### TASK BRIEF
Write out all records as given; omit images.

### MATERIAL PROVIDED
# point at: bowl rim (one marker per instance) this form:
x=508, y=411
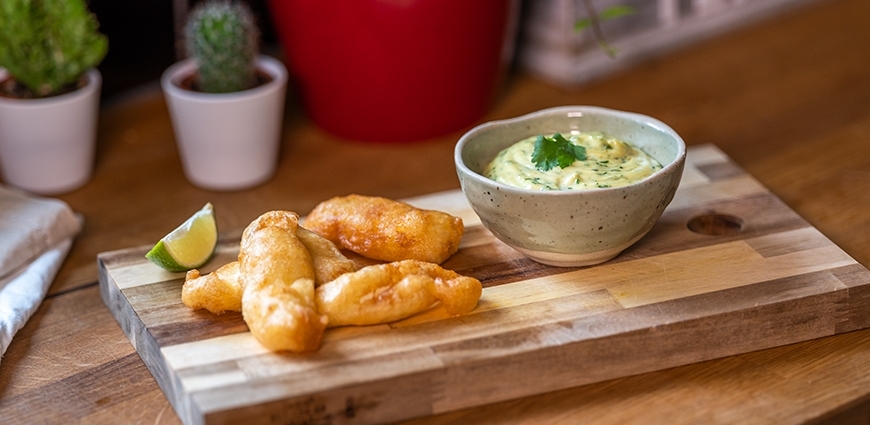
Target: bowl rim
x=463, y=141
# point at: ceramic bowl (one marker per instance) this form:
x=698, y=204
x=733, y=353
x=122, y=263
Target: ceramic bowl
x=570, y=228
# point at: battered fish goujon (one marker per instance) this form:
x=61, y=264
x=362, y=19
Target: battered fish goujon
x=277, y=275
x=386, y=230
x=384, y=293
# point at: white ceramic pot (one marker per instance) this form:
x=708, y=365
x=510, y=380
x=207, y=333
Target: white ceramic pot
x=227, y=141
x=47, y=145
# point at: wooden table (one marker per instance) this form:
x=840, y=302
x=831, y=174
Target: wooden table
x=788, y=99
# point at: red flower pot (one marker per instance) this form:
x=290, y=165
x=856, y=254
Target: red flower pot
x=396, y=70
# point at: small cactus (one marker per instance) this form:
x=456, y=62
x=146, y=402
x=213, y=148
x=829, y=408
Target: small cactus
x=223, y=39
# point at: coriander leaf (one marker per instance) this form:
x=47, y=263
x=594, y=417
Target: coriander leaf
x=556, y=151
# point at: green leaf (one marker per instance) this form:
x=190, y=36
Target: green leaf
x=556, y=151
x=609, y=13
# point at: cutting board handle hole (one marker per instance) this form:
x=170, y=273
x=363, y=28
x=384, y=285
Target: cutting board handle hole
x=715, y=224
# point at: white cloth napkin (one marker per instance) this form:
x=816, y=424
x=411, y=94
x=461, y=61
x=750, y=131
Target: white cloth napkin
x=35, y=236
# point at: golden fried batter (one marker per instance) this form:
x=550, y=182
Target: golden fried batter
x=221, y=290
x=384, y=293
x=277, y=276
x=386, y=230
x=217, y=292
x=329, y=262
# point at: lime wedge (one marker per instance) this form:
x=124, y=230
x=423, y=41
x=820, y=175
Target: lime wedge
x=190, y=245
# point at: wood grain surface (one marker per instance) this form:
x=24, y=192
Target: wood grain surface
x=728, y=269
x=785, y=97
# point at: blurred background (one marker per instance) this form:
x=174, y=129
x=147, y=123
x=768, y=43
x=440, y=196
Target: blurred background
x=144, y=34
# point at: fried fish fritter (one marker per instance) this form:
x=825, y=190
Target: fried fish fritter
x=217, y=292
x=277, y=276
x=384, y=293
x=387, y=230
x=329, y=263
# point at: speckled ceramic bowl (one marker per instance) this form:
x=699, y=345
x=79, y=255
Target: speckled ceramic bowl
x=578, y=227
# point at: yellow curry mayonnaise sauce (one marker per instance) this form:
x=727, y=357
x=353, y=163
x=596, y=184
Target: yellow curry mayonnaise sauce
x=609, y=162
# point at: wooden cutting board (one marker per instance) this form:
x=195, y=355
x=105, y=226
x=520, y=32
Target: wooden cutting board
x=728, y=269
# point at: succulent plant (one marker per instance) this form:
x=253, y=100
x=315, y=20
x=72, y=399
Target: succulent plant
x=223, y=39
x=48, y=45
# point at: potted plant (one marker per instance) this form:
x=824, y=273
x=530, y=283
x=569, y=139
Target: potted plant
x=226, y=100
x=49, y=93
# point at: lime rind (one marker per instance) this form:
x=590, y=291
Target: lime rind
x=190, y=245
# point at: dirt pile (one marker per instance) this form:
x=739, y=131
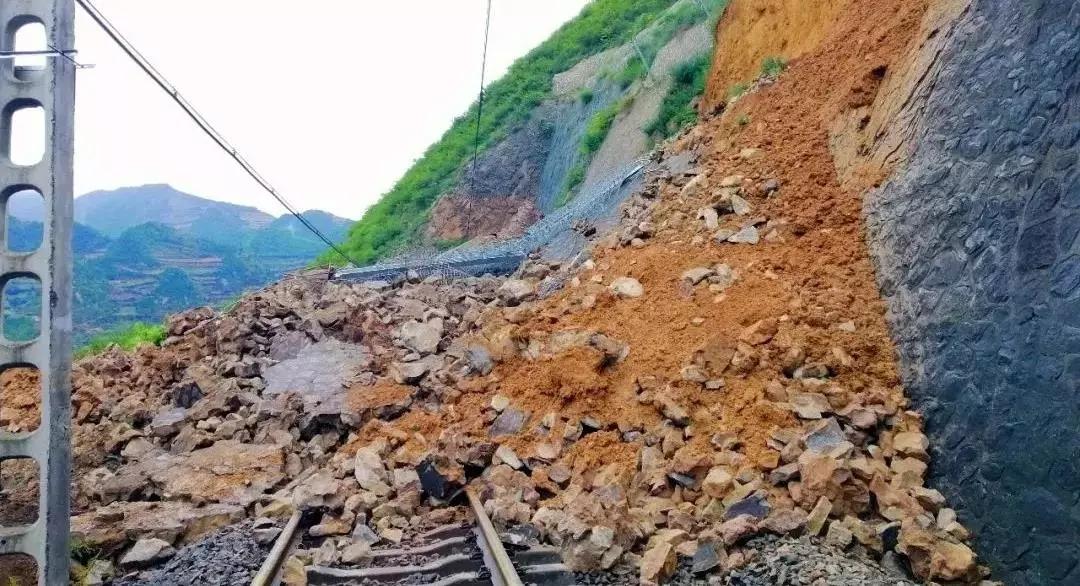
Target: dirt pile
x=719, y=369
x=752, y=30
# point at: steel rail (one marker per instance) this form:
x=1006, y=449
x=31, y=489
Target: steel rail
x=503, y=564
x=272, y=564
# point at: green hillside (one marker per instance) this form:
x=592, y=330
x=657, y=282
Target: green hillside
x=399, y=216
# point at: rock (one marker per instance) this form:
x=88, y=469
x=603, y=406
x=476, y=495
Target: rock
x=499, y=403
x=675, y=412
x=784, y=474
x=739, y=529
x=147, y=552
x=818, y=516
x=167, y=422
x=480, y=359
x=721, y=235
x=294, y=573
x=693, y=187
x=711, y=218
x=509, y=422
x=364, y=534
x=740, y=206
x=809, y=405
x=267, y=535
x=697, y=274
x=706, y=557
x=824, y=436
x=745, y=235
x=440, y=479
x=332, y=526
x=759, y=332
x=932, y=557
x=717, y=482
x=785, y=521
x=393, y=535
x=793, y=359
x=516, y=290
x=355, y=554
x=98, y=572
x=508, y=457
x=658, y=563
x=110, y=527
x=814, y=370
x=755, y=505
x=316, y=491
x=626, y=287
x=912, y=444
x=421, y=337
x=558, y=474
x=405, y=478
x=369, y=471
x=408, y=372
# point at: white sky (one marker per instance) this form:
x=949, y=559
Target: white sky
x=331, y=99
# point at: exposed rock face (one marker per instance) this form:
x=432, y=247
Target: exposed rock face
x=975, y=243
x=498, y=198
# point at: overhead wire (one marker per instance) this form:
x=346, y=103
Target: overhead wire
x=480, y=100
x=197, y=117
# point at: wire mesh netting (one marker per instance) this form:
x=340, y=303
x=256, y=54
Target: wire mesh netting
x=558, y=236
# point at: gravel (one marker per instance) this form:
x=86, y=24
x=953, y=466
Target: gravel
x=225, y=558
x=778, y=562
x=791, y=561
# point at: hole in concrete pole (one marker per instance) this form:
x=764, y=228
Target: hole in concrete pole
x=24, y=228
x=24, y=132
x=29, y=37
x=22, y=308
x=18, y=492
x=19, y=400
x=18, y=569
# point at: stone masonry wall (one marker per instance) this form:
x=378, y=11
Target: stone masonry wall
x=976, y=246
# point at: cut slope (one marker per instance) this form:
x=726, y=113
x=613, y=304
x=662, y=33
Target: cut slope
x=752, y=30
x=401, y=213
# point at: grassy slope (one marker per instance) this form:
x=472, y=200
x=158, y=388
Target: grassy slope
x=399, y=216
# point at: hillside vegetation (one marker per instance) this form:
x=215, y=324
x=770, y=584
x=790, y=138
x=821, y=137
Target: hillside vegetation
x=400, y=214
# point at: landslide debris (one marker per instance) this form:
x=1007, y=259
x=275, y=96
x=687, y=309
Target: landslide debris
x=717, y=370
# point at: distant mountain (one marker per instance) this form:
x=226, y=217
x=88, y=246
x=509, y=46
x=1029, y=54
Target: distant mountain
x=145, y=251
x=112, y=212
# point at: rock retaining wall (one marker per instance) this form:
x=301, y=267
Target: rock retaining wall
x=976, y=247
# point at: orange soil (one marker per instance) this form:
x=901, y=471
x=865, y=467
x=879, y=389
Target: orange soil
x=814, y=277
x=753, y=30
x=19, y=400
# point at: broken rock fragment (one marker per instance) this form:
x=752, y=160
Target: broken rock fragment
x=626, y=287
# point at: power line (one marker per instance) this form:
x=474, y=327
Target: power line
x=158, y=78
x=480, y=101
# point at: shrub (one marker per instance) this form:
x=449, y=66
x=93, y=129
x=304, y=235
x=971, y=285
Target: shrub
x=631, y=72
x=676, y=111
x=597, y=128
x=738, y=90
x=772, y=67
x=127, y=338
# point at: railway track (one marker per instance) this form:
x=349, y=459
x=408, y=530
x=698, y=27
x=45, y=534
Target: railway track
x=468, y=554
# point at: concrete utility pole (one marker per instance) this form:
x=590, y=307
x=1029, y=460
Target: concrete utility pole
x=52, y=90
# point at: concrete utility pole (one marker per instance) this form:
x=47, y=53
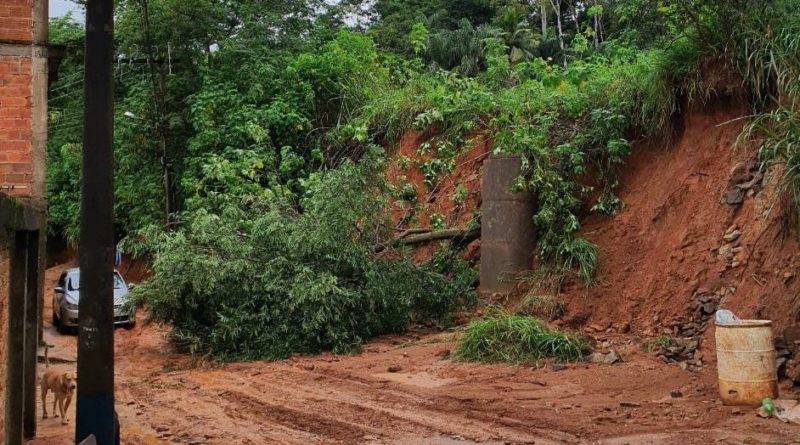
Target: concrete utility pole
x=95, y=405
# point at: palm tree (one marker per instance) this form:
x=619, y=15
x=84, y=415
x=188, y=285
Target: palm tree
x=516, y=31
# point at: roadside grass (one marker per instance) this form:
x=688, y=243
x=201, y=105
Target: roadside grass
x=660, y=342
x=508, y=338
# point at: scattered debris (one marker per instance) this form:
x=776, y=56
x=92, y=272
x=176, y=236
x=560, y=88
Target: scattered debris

### SOLVED PROBLEM
# point at: bowl rim (one marker per instance) this form:
x=508, y=411
Target: bowl rim
x=463, y=141
# point at: ceramic bowl (one marker per instance) this form:
x=698, y=204
x=733, y=353
x=122, y=263
Target: ceramic bowl
x=570, y=228
# point at: battered fish goujon (one marker per instance) this form:
x=61, y=264
x=362, y=19
Target: battered fish goujon
x=277, y=275
x=386, y=230
x=384, y=293
# point at: white ceramic pot (one marker per instance) this form:
x=708, y=365
x=510, y=380
x=207, y=333
Target: white ceramic pot
x=227, y=141
x=47, y=145
# point at: wooden table (one marker per instance) this form:
x=840, y=302
x=831, y=174
Target: wooden table
x=788, y=99
# point at: red flower pot (one marker per instance) this form:
x=290, y=165
x=856, y=254
Target: red flower pot
x=396, y=70
# point at: small cactus (one marker per instance) this form:
x=456, y=62
x=146, y=402
x=213, y=148
x=829, y=408
Target: small cactus
x=223, y=39
# point at: coriander leaf (one marker per instance) this form:
x=47, y=263
x=594, y=417
Target: coriander leaf
x=556, y=151
# point at: green leaf (one marker per instance) this form:
x=190, y=36
Target: green leaf
x=556, y=151
x=609, y=13
# point at: cutting board handle hole (one marker per instance) this form:
x=170, y=273
x=363, y=28
x=384, y=285
Target: cutting board handle hole
x=715, y=224
# point at: white cloth napkin (one marker per instance) this form:
x=816, y=424
x=411, y=94
x=461, y=61
x=750, y=131
Target: white cloth napkin
x=35, y=236
# point at: golden fried batter (one marker per instance) this form:
x=550, y=182
Target: golden fried batter
x=221, y=290
x=384, y=293
x=277, y=276
x=386, y=230
x=217, y=292
x=329, y=262
# point at: lime wedge (one marker per instance) this form:
x=124, y=230
x=423, y=41
x=820, y=175
Target: lime wedge
x=190, y=245
# point at: wood grain surface (one marker per instance) this form:
x=24, y=192
Target: wood grain surface
x=728, y=269
x=785, y=97
# point at: blurred background (one marker per instance) this form:
x=174, y=129
x=147, y=123
x=768, y=43
x=440, y=196
Target: blurred background
x=144, y=34
# point at: fried fish fritter (one marker per instance) this form:
x=825, y=190
Target: fried fish fritter
x=217, y=292
x=277, y=276
x=384, y=293
x=387, y=230
x=329, y=263
# point at: speckled ceramic bowl (one marker per instance) this form:
x=699, y=345
x=79, y=255
Target: speckled ceramic bowl
x=578, y=227
# point at: yellow curry mayonnaise sauce (one marker per instance) this form:
x=727, y=357
x=353, y=163
x=596, y=184
Target: yellow curry mayonnaise sauce
x=609, y=162
# point at: wooden cutting board (one marker per instance) this form:
x=195, y=355
x=105, y=226
x=520, y=32
Target: wooden cutting board
x=728, y=269
# point at: succulent plant (one marker per instance) this form:
x=253, y=100
x=315, y=20
x=72, y=399
Target: succulent plant
x=223, y=39
x=48, y=45
# point at: potted plant (one marker per instance) this form:
x=824, y=273
x=530, y=283
x=569, y=139
Target: potted plant
x=226, y=100
x=49, y=93
# point at: lime rind (one marker per instance) this form:
x=590, y=291
Target: lime rind
x=190, y=245
# point at: dirt pile (one marker per instance) this form:
x=739, y=131
Target: dirt pile
x=719, y=369
x=752, y=30
# point at: steel rail (one marker per instance) this form:
x=1006, y=449
x=31, y=489
Target: steel rail
x=503, y=564
x=272, y=564
# point at: green hillside (one marker per instance) this form:
x=592, y=330
x=657, y=282
Target: green hillside
x=399, y=216
# point at: rock (one marker per instance) this form:
x=88, y=469
x=603, y=406
x=476, y=495
Target: rock
x=499, y=403
x=675, y=412
x=784, y=474
x=739, y=529
x=147, y=552
x=818, y=516
x=167, y=422
x=480, y=359
x=721, y=235
x=294, y=573
x=693, y=187
x=711, y=218
x=509, y=422
x=364, y=534
x=740, y=206
x=809, y=405
x=267, y=535
x=697, y=274
x=706, y=557
x=824, y=436
x=745, y=235
x=440, y=479
x=332, y=526
x=759, y=332
x=932, y=557
x=717, y=482
x=785, y=521
x=393, y=535
x=793, y=359
x=516, y=290
x=355, y=554
x=98, y=572
x=508, y=457
x=658, y=563
x=110, y=527
x=814, y=370
x=755, y=505
x=316, y=491
x=626, y=287
x=912, y=444
x=421, y=337
x=558, y=474
x=405, y=478
x=369, y=471
x=408, y=372
# point at: white sky (one marker per instance) this form:
x=949, y=559
Target: white sky
x=331, y=99
# point at: exposed rock face (one marker per instance) this form:
x=432, y=247
Target: exposed rock face
x=975, y=243
x=498, y=198
# point at: overhead wire (one marker per instance) this form:
x=346, y=103
Target: overhead wire
x=480, y=100
x=197, y=117
# point at: wire mesh netting (one marker per instance) this form:
x=340, y=303
x=256, y=54
Target: wire mesh netting
x=558, y=236
# point at: gravel (one marker per instance) this form:
x=86, y=24
x=953, y=466
Target: gravel
x=225, y=558
x=778, y=562
x=791, y=561
# point at: hole in concrete pole (one marker per instance) this form:
x=764, y=228
Target: hole in concrete pole
x=24, y=228
x=24, y=132
x=29, y=37
x=22, y=308
x=18, y=492
x=19, y=400
x=18, y=569
# point at: stone masonry wall (one marker per instance) this form:
x=378, y=11
Target: stone masonry wall
x=976, y=246
# point at: cut slope (one marker per instance) this form:
x=726, y=113
x=613, y=304
x=662, y=33
Target: cut slope
x=752, y=30
x=401, y=213
# point at: grassy slope (one marker per instance) this form:
x=472, y=200
x=158, y=388
Target: grassy slope
x=399, y=216
# point at: hillside vegetation (one marker per instance) this form:
x=215, y=324
x=770, y=584
x=790, y=138
x=821, y=137
Target: hillside vegetation
x=400, y=214
# point at: landslide debris (one marker per instance) this form:
x=1007, y=259
x=275, y=96
x=687, y=309
Target: landslide debris
x=717, y=370
# point at: distant mountain (one marker per instance) this form:
x=226, y=217
x=88, y=246
x=509, y=46
x=1029, y=54
Target: distant mountain
x=145, y=251
x=112, y=212
# point at: rock retaining wall (one marker per instance) this form:
x=301, y=267
Target: rock retaining wall
x=976, y=247
# point at: orange soil (one marker per instance) this form:
x=901, y=471
x=865, y=467
x=879, y=389
Target: orange soil
x=814, y=277
x=753, y=30
x=19, y=400
# point at: broken rock fragment (one marker per instance) this form:
x=752, y=160
Target: broken rock fragment
x=626, y=287
# point at: power line (one marker per instance) this form:
x=474, y=327
Target: power line
x=158, y=78
x=480, y=101
# point at: shrub (one marker per instance) this form:
x=449, y=66
x=93, y=129
x=304, y=235
x=971, y=285
Target: shrub
x=631, y=72
x=676, y=111
x=597, y=128
x=738, y=90
x=772, y=67
x=127, y=338
# point at: railway track (one marker per instance) this form:
x=349, y=459
x=408, y=530
x=698, y=27
x=45, y=534
Target: railway track
x=468, y=554
# point at: concrete utility pole (one marker per instance) this form:
x=590, y=307
x=1029, y=460
Target: concrete utility pole
x=52, y=90
# point at: concrete utility pole (one marker per instance) this form:
x=47, y=53
Target: concrete utility pole
x=95, y=405
# point at: palm tree (one marker per instance) this form:
x=619, y=15
x=84, y=415
x=188, y=285
Target: palm tree
x=516, y=31
# point at: roadside grass (one marker per instance) this form:
x=688, y=243
x=201, y=105
Target: roadside grass
x=660, y=342
x=508, y=338
# point at: scattered debris (one marker per instance) this form:
x=776, y=56
x=92, y=272
x=176, y=236
x=560, y=88
Target: scattered debris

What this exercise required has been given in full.